Temperate regions lead in local extinctions as heat accelerates

The studies highlight how surrounding conditions reshape justice, health, and ecological outcomes.

Jamie Sullivan

Key Highlights

  • A global dataset of 5,100 species reports higher local extinction rates in temperate zones than in the tropics.
  • Evidence syntheses indicate decriminalization shows no increase in cannabis use, while profit-driven legalization correlates with higher consumption.
  • Analyses describe intensifying Arctic marine heatwaves driven by sea ice loss and freshwater stratification that traps surface warmth.

Today’s r/science conversations clustered around a shared thread: how context—from courtroom optics to policy design to shifting climates—reshapes outcomes. The community spotlighted studies that question our assumptions about perception, behavior, and ecological risk, tying human bias, biology, and planetary heat into a single, revealing day of discourse.

Across topics, researchers and commenters kept returning to the same takeaway: the environment around a system—social, neural, or ecological—often matters as much as what’s inside it.

When perception becomes reality

New work on how facial appearance can sway parole and recidivism judgments shows how quickly our sense of “objectivity” can be nudged by looks. The study highlights contrast effects and the pull of perceived remorse, raising tough questions for a justice system built on impartiality.

» PROVIDED DATA
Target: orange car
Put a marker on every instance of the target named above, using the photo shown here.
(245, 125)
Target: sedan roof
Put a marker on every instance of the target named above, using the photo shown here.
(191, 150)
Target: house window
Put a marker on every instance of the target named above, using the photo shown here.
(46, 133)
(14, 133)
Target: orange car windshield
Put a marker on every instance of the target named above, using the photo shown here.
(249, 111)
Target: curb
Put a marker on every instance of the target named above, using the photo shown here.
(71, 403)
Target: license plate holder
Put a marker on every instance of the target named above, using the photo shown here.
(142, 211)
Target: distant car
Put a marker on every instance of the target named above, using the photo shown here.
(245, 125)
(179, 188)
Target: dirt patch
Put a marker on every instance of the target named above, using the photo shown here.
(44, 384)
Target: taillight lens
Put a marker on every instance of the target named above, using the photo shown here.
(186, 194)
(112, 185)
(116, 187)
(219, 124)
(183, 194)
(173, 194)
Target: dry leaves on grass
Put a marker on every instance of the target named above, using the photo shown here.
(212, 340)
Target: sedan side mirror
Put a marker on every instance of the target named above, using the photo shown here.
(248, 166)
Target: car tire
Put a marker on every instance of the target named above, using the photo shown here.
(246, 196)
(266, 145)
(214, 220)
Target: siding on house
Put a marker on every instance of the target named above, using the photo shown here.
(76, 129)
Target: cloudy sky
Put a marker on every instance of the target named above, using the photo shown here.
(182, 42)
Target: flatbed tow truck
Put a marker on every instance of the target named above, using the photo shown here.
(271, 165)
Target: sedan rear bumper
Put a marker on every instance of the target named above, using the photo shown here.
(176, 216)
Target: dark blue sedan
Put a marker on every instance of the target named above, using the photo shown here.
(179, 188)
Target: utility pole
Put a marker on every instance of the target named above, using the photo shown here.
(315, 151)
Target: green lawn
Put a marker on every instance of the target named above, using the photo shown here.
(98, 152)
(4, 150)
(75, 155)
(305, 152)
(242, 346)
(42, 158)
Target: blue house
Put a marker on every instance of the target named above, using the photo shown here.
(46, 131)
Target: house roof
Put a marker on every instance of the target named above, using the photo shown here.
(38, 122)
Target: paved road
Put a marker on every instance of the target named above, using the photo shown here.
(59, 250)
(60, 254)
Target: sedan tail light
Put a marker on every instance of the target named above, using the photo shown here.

» EXERCISE SET
A) According to the article on local extinctions and heat, how many species are in the global dataset?
B) Continue the article on local extinctions and heat from the end of its last paragraph.

» RESPONSES IN ORDER
A) 5,100 species.

B)
"I've wondered before because of all the biases in the justice system if all suspects/convicts in court should be sat in a curtained box with a voice distorter or something..." - u/RoadsideCampion (354 points)

Cognitive reframing surfaced again in evidence that voters rewrite their memories after national elections, protecting identities and hardening divides. A clinical parallel emerged in findings that Parkinson’s patients with visual hallucinations tend to see life in the inanimate, suggesting that our brains’ expectation engines can tilt judgments in both civic life and sensory experience.

Biology under pressure, behavior in context

On the mind-body front, researchers linked physiology to lived experience: the physical signs of lucid dreaming in people with trauma symptoms point to measurable sleep markers that could guide care, while a separate analysis tied occupational hazards to behavior, with routine blast exposure in the military associated with long-term anger and violence even after accounting for other mental health factors.

"So the finding is that marketing increases sales..." - u/SP1570 (652 points)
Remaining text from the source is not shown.